[Dataset excerpts on object pointing]
▼▼▼
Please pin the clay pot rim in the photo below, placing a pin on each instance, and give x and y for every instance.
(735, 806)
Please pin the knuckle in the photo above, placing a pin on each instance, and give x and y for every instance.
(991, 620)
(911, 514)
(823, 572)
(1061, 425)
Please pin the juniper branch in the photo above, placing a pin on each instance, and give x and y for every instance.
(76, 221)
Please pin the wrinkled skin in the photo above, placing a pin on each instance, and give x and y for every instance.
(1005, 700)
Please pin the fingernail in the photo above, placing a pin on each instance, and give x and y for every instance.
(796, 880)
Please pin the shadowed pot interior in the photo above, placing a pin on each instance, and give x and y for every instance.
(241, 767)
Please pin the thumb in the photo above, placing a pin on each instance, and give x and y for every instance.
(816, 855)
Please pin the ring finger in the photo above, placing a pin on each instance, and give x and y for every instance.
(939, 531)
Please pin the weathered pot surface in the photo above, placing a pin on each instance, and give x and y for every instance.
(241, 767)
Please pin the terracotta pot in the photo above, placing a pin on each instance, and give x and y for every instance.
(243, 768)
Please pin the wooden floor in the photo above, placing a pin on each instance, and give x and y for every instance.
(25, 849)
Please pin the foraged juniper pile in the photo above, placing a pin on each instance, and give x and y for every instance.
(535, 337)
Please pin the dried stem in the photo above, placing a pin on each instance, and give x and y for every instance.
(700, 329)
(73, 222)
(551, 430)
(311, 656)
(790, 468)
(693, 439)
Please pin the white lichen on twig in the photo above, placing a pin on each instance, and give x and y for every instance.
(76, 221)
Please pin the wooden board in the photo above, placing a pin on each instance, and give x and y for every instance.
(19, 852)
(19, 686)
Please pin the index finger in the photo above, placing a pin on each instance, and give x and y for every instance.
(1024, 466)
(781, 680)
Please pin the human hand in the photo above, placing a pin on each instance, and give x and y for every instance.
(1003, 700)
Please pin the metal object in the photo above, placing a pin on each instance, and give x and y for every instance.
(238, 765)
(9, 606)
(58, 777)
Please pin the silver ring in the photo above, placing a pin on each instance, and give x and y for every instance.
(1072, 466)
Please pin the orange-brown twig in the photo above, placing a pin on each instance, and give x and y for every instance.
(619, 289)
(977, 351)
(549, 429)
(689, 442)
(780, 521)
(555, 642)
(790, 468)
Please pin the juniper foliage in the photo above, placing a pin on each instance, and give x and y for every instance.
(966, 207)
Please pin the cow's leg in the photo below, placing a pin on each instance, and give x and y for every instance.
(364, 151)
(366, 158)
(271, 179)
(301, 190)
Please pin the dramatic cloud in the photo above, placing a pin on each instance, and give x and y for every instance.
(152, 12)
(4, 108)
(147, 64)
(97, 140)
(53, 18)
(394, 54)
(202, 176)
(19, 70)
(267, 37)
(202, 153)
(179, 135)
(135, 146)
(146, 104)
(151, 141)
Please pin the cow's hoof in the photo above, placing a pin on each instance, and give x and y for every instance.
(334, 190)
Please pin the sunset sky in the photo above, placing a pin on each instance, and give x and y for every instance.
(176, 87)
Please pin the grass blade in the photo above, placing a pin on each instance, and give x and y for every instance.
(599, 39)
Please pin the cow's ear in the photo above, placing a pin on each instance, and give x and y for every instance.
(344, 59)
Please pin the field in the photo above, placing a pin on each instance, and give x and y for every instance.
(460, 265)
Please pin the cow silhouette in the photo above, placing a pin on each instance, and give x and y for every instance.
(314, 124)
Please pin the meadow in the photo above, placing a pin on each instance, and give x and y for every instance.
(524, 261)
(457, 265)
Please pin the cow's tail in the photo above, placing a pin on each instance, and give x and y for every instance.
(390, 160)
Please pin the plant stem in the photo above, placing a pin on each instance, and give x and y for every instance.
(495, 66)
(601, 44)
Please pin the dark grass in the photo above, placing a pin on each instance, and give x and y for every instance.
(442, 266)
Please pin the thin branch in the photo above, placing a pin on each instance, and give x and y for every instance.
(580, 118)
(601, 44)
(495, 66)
▲▲▲
Stated goal
Please render the listing above as a Markdown table with a Row column numbering each line and a Line column holding its text, omitting any blank lines.

Complete output
| Row | Line |
|---|---|
| 1 | Please pin the clay pot rim in the photo below, placing a pin on each instance, and give x and y for every instance. |
| 2 | (735, 806) |
| 3 | Please pin the knuckle in the photo above, placing a pin on each instance, and give x and y for every instance. |
| 4 | (991, 620) |
| 5 | (911, 514) |
| 6 | (823, 572) |
| 7 | (1061, 425) |
| 8 | Please pin the juniper branch in the photo above, placing a pin on each instance, and give x and y for every instance. |
| 9 | (76, 221) |
| 10 | Please pin the wrinkled skin in the photo above, placing a pin on each instance, and give x and y for every instance. |
| 11 | (1005, 700) |
| 12 | Please pin the fingernail in the photo above, placing a pin on each instance, and give x and y for every instance. |
| 13 | (796, 880) |
| 14 | Please pin the shadowed pot interior in the photo above, placing a pin on each instance, and give x and y for every instance. |
| 15 | (241, 767) |
| 16 | Please pin the thumb in the photo above, placing a pin on each instance, and give x and y for every instance. |
| 17 | (816, 855) |
| 18 | Please pin the ring finger in the photo above, placing a pin on each instance, and give x and y for every instance. |
| 19 | (939, 531) |
| 20 | Please pin the weathered pot surface in the photo above, placing a pin on each instance, and give x and y for every instance. |
| 21 | (241, 767) |
| 22 | Please pin the terracotta pot in the photo above, placing a pin on each instance, and give x and y for every instance. |
| 23 | (243, 768) |
| 24 | Please pin the wooden floor in the photo above, placing a pin on each instance, and give x and y for every instance. |
| 25 | (25, 849) |
| 26 | Please pin the foraged juniper pile in the photo above, placing a pin on each instance, and give x and y for every instance. |
| 27 | (535, 337) |
| 28 | Please pin the dried stem in the photo above, placing a pin on each instance, and give x and y for every instance. |
| 29 | (700, 329) |
| 30 | (73, 222) |
| 31 | (551, 430) |
| 32 | (311, 656) |
| 33 | (790, 468) |
| 34 | (693, 439) |
| 35 | Please pin the white lichen on twig in the photo above, placing a pin on each instance, and give x and y for every instance. |
| 36 | (76, 221) |
| 37 | Please pin the wooden board in the photo above, placing a pin on each instance, and give x and y for every instance. |
| 38 | (19, 852) |
| 39 | (19, 686) |
| 40 | Please pin the index finger in the photo above, placing a pin on each instance, and give x and y for every instance. |
| 41 | (1024, 466) |
| 42 | (781, 680) |
| 43 | Please pin the human hand in the photo above, placing a pin on each instance, and give x and y for every instance. |
| 44 | (1003, 700) |
| 45 | Please pin the metal object in the photo above, placing a pin on each instance, and give x and y for every instance. |
| 46 | (238, 765) |
| 47 | (9, 606) |
| 48 | (58, 777) |
| 49 | Please pin the silver ring in the photo above, placing a pin on each instance, and give x and y for every instance. |
| 50 | (1072, 466) |
| 51 | Please pin the orange-brown twig in the photo above, placing a pin on each instance, and give x and y for every instance. |
| 52 | (619, 289) |
| 53 | (977, 351) |
| 54 | (549, 429) |
| 55 | (689, 442) |
| 56 | (780, 521) |
| 57 | (555, 642) |
| 58 | (790, 468) |
| 59 | Please pin the juniper foliage in the photo above, placing a pin on each instance, and give x and y for every instance. |
| 60 | (966, 207) |
| 61 | Please pin the cow's leg in the photo below, placing a pin on each instance, and give x and y for every instance. |
| 62 | (364, 151) |
| 63 | (366, 158) |
| 64 | (271, 179) |
| 65 | (301, 190) |
| 66 | Please pin the dramatic cloud in the photo above, placing a pin on each instance, and give x and y for every instance. |
| 67 | (152, 12) |
| 68 | (4, 108) |
| 69 | (147, 64) |
| 70 | (97, 140) |
| 71 | (53, 18) |
| 72 | (394, 54) |
| 73 | (202, 176) |
| 74 | (19, 70) |
| 75 | (267, 37) |
| 76 | (202, 153) |
| 77 | (179, 135) |
| 78 | (135, 146) |
| 79 | (146, 104) |
| 80 | (151, 141) |
| 81 | Please pin the cow's hoof in the photo above, placing a pin on each instance, and give x and y for every instance. |
| 82 | (334, 190) |
| 83 | Please pin the sunset sky in the photo above, placing a pin on each instance, and give x and y for every instance. |
| 84 | (176, 87) |
| 85 | Please pin the grass blade in the photo above, placing a pin on each instance, and give x and y for every instance. |
| 86 | (599, 39) |
| 87 | Please pin the cow's ear in the photo above, placing a pin on each instance, and give x and y for every instance. |
| 88 | (344, 59) |
| 89 | Please pin the field in the photo above, placing a pin on each instance, and give x and y for every instance. |
| 90 | (460, 265) |
| 91 | Please pin the cow silhouette in the photo above, placing a pin on each instance, and give x and y for every instance. |
| 92 | (314, 124) |
| 93 | Please pin the meadow in the photo above, placing a pin on each instance, and give x and y for every instance. |
| 94 | (524, 261) |
| 95 | (457, 265) |
| 96 | Please pin the cow's tail in the photo above, placing a pin on each instance, and give x and y for every instance. |
| 97 | (390, 160) |
| 98 | Please pin the plant stem in the photo above, placing a pin on each instance, and give x and y for every instance. |
| 99 | (495, 66) |
| 100 | (601, 44) |
| 101 | Please pin the dark grass in the photo above, placing a pin on each instance, and give x and y for every instance. |
| 102 | (442, 266) |
| 103 | Please pin the thin branch in the photo above, placing a pin on each instance, and give x and y for every instance. |
| 104 | (580, 118) |
| 105 | (601, 44) |
| 106 | (495, 66) |